**What you need to do:**
(1) List every person named in the blog page on Canada's trade disputes.
(2) Answer these questions from the blog page on Canada's trade disputes:
(a) According to Reuters, on what did an EU technical group fail to reach a consensus?
(b) Which big European firms are named as having stakes in the oil sands?
(c) Where will the Panel's session open to public viewing be held?

Showing posts with label Canada-EU dispute brewing. Show all posts
Showing posts with label Canada-EU dispute brewing. Show all posts

Monday, March 12, 2012

Oil from Canada's tar sands - Of Business interests and national positions

The seal trade and oil from tar sands seem to be two international issues that Canada is facing. The issue of oil from tar sands being more polluting and being declared as such by an EU regulation has been a matter of debate within international trade law community for sometime now. I had blogged about this issue here and here .

Recently the Reuters reported that an EU technical group had failed to reach a consensus about declaring oil from tar sands as more polluting than conventional crude oil. The Guardian covered a detailed piece on the controversy here while another piece here  reported on the latest stand-off.

Canada has taken a strident stand to protect it's local tar sands oil industry claiming that the measure is discriminatory and treats tar sands on a different footing than conventional oil. "National interest" here seems to be defined in terms of the business interests of the domestic oil production companies vis a vis environmental standards and climate protection. Canada has even threatened WTO action against the EU if the measure is not dropped.

An interesting debate between Robert Howse and Simon lester on this is found here and here in the IELP blog with the issue of "like products" in international trade law jurisprudence and whether the measure is discriminatory in violation of certain provisions of the GATT and TBT being discussed in the context of a WTO dispute.

I found another interesting aspect of this dispute in the recent reporting of the stand-off - What position a country takes in the international fora on an issue is guided not only by a "transcient" national interest based on principles of law and justice but on real business interests. This is evident in this:

Reuters in the above piece reported thus:
"I think some (EU nations) were clearly worried about the impact of this directive on their own costs and on their own companies, who are invested in a variety of countries, including Canada, with a number of them having invested tens of billions of dollars in the oil sands," said Oliver.
Big European firms with stakes in the oil sands include Royal Dutch Shell and Total of France."

The belief that certain members opposed the EU measure on the grounds of legal jurisprudence and WTO obligations may be naive. The argument that a country takes is guided by interests of corporations operating there rather than an independent assessment of the international obligations relating to the issue. Interestingly a US Congressional Research Service Report alluded to Chinese business interest in Canada's tar sands industry. Do business interests of large multinational corporations have an impact on decisions of individual member countries? Is this legitimate "national interest"? Am I just being alarmist or is this a non-issue since the reality of international trade and business mandates a close interplay of domestic policy and business interests?


Thursday, March 8, 2012

Canada's FIT program panel hearing soon

I had earlier blogged about the challenge to Canada's FIT program related to renewable energy here. EU and Japan had separately approached the DSM regarding the Canadian program in WT/DS 426 and WT/DS 412 respectively. 

The WTO website announced that the first hearing of the Panel would be on the 27th of March, 2012 and it would be open to public hearing.
"At the request of the parties in the disputes “Canada – Certain Measures Affecting the Renewable Energy Generation Sector” (DS412) and “Canada – Measures Relating to the Feed-in Tariff Program” (DS426), the Panel has agreed to start its first substantive meeting with the parties and third parties with a session on 27 March 2012 open to public viewing at the WTO Headquarters in Geneva."

**Dataset extract:**

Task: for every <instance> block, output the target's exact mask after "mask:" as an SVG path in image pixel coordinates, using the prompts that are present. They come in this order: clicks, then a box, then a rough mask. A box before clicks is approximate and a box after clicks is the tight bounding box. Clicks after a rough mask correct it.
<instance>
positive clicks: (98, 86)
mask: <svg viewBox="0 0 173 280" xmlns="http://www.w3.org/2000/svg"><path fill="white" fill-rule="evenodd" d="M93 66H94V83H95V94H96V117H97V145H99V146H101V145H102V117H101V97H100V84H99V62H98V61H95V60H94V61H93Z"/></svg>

**Expected outputs:**
(1)
Robert Howse
Simon lester
Oliver

(2)
(a) Whether to declare oil from tar sands more polluting than conventional crude oil.
(b) Royal Dutch Shell and Total of France.
(c) At the WTO Headquarters in Geneva.